• [OBJECTIVE] Please return every line of the listing below that contains the word "trace". Matching is case-sensitive.

• [DATA SECTION]
----------

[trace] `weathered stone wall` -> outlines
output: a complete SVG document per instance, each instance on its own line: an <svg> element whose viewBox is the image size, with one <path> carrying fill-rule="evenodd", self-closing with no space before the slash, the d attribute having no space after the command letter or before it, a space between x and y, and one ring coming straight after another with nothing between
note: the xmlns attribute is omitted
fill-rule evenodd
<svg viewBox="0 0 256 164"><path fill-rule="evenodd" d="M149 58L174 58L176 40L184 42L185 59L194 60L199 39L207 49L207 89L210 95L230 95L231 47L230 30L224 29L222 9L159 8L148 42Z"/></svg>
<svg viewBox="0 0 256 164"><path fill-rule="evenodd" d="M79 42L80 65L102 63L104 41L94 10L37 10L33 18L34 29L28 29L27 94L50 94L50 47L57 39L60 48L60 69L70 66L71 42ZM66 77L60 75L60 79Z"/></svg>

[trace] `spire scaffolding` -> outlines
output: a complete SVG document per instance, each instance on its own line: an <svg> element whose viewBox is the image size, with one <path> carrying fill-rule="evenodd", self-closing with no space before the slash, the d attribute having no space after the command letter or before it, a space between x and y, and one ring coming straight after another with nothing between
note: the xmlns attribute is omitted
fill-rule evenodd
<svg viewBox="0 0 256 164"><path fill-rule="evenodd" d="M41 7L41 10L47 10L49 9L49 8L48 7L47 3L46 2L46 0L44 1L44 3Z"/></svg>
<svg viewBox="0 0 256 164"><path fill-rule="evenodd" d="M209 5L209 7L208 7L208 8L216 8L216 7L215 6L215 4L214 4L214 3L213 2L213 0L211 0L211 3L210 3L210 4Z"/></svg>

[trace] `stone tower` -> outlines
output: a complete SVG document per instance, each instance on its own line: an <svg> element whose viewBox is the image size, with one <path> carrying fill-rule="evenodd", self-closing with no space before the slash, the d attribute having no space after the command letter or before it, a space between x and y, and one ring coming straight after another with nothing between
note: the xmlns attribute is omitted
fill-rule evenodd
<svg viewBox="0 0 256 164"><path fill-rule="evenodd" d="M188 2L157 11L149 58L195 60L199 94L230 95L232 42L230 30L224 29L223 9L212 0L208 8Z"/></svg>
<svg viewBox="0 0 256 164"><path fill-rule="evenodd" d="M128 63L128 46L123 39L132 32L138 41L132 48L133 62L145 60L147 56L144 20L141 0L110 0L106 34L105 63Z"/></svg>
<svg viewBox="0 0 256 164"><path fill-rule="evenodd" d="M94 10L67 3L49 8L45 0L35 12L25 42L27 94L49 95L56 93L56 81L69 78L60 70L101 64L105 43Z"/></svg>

----------

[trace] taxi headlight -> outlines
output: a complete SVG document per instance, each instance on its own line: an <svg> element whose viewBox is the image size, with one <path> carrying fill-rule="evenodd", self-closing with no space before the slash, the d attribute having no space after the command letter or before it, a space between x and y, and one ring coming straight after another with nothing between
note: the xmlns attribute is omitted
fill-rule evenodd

----------

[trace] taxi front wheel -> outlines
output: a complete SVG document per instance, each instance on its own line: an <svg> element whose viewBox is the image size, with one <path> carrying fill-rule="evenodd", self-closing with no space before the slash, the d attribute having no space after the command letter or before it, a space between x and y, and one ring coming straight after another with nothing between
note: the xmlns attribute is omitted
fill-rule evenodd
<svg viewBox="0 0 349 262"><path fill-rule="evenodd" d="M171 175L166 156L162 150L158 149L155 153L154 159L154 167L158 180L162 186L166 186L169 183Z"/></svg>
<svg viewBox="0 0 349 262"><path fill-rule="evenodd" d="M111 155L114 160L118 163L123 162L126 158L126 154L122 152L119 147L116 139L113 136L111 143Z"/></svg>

----------

• [FULL RESPONSE]
[trace] `weathered stone wall` -> outlines
[trace] `spire scaffolding` -> outlines
[trace] `stone tower` -> outlines
[trace] taxi headlight -> outlines
[trace] taxi front wheel -> outlines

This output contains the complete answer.